◆ DIRECTION 1
In the blog post about digitized gay pulp, swap "graduate school" for "grad school" and write out the passage between "The time has" and "free at http://www.carlcorley.com!", inclusive.
◆ DIRECTION 2
Extend the blog post about digitized gay pulp by continuing it from its last sentence.

◆ EXTRACTED TEXT
■ ■ ■ ■ ■

Adult Fiction · Comics · History · Queer · Sci-Fi

I Digitized Some Gay Pulp For You

The time has come, friends, to show you some of what I’ve been doing these two long years in graduate school. I can’t show you my actual thesis yet, because there’s a possibility of academic publication, but I’ve been in a public history and museum studies program and that means I’ve also done a public project. Being me, I chose to create a queer literary history website. My subject is Carl Corley, a gay man from Mississippi and Louisiana who wrote several dozen gay pulp novels in the Sixties and Seventies under his own name, which was super rare at the time. He also drew (very NSFW) sci-fi comics, although those were never published. I’ve digitized all the books and quite a bit of his art, including comics, and it’s all up for free at http://www.carlcorley.com!

■ ■ ■ ■ ■

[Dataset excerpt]
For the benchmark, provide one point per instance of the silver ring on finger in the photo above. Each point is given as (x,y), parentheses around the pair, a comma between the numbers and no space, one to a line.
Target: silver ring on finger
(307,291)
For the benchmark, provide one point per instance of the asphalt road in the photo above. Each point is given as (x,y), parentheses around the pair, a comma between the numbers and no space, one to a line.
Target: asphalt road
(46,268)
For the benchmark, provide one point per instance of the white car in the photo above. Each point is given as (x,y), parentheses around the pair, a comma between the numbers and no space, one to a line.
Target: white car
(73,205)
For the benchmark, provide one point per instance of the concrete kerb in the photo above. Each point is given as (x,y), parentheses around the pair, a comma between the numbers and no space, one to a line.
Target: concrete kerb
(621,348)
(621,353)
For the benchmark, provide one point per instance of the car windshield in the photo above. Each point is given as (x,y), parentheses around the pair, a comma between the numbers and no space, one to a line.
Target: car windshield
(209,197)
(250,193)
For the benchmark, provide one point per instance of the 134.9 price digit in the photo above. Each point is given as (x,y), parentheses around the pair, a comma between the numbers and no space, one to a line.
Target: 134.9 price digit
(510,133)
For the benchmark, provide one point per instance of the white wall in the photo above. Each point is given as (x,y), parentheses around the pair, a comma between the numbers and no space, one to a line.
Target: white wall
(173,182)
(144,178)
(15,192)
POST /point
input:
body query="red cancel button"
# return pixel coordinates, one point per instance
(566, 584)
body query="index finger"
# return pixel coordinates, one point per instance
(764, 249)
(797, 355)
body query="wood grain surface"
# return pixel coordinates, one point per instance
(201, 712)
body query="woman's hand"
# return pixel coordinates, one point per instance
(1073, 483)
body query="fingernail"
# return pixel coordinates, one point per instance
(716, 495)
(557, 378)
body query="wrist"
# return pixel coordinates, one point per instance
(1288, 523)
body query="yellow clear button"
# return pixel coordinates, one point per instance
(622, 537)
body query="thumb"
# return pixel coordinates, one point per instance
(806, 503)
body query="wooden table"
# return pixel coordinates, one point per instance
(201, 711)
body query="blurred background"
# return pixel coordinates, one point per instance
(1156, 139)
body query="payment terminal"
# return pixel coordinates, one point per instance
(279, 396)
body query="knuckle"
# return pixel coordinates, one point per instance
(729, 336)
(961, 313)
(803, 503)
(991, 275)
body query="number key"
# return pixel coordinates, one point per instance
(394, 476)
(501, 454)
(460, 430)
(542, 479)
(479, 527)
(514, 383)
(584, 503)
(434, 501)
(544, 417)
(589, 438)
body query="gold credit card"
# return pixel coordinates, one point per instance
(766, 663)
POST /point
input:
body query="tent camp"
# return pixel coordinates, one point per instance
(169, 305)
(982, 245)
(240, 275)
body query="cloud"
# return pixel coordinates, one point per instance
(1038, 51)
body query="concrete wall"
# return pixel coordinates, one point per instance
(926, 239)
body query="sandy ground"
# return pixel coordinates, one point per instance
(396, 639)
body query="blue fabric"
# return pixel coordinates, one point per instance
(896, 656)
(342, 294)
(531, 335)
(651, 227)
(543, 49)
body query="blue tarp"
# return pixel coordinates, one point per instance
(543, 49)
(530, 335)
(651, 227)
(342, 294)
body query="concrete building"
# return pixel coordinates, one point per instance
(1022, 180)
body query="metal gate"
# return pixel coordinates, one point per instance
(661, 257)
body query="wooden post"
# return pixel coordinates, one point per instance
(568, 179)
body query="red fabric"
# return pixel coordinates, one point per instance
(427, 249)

■ ■ ■ ■ ■

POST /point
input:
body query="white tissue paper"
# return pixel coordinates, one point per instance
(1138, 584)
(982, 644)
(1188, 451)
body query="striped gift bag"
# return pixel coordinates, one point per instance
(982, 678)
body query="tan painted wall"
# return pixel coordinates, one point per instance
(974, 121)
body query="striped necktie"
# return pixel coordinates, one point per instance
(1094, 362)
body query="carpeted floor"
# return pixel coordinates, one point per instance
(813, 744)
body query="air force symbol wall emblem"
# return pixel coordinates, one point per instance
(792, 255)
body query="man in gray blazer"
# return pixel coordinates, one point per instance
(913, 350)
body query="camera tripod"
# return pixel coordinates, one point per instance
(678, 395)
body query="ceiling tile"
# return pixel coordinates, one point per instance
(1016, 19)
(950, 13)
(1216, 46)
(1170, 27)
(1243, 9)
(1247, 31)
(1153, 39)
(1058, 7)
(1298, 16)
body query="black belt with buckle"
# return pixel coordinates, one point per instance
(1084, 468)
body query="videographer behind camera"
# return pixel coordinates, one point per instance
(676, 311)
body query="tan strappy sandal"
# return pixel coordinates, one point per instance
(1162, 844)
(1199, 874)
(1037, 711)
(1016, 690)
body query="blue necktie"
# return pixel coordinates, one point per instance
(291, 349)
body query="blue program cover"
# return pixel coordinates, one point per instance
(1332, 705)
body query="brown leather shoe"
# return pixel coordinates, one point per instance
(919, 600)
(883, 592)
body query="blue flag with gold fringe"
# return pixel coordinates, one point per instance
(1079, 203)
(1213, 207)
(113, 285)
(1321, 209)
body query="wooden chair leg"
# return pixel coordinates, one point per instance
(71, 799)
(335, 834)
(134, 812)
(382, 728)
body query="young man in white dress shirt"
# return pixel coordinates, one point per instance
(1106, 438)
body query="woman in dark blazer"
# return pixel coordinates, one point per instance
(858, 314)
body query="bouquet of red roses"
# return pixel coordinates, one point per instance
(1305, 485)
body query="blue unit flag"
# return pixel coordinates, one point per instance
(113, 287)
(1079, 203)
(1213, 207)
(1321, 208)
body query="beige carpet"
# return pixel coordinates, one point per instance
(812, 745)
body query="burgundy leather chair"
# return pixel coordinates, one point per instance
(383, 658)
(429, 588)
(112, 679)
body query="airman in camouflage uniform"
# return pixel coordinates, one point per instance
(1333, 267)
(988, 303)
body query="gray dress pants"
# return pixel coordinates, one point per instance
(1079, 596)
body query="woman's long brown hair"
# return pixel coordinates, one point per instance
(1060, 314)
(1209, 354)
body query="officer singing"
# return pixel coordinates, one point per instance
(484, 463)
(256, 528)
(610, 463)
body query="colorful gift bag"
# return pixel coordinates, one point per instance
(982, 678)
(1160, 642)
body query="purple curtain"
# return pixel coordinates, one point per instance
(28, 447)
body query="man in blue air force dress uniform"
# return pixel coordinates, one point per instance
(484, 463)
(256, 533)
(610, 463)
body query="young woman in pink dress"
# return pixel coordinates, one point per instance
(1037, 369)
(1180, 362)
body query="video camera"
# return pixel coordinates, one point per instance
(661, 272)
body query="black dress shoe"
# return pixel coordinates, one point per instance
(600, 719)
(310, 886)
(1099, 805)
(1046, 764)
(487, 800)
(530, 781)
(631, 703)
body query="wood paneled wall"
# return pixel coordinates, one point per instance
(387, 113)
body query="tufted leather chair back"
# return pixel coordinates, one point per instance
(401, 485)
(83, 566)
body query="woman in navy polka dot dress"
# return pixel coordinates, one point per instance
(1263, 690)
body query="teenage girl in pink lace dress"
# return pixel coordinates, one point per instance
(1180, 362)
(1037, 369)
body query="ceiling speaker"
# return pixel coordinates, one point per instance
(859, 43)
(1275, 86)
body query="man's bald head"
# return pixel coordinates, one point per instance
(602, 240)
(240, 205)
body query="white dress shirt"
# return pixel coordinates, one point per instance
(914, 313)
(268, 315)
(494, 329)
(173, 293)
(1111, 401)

■ ■ ■ ■ ■

◆ WRITTEN ANSWER 1
The time has come, friends, to show you some of what I’ve been doing these two long years in grad school. I can’t show you my actual thesis yet, because there’s a possibility of academic publication, but I’ve been in a public history and museum studies program and that means I’ve also done a public project. Being me, I chose to create a queer literary history website. My subject is Carl Corley, a gay man from Mississippi and Louisiana who wrote several dozen gay pulp novels in the Sixties and Seventies under his own name, which was super rare at the time. He also drew (very NSFW) sci-fi comics, although those were never published. I’ve digitized all the books and quite a bit of his art, including comics, and it’s all up for free at http://www.carlcorley.com!

◆ WRITTEN ANSWER 2
This project was born out of a desire to read Corley’s books, and not being able to do it because Sixties pulp is expensive and hard to find now. So, I hope you enjoy reading and browsing as much as I have. Gay and lesbian pulp novels have been considered trash for a long time, but they were actually some of the first places queer people cold see themselves, and queer authors took advantage of that. Some of Corley’s pre-Stonewall books are basically long rants about gay rights, barely veiled enough to get published! Plus, I mean, trash is kind of awesome. I’d love to have posters of his covers, but that’s neither here nor there.

My thesis narrates his life as best we can piece together from what he’s left behind, and also talks at some length about the content of his novels. They’re mostly set in the South or have Southern protagonists, and the early ones are very, very autobiographical. So, there’s a lot of interesting and important stuff in there about how queer Southerners saw (and see) themselves, about longstanding debates over terminology, and about how civil rights and gay liberation filtered into the rural South. He was also suuuuper problematic where race and gender are concerned, and the books provide an essentially unmediated look at those things too. (I’ve tried to include content notes where appropriate, but be warned that I haven’t gone through every book in detail and may have missed some).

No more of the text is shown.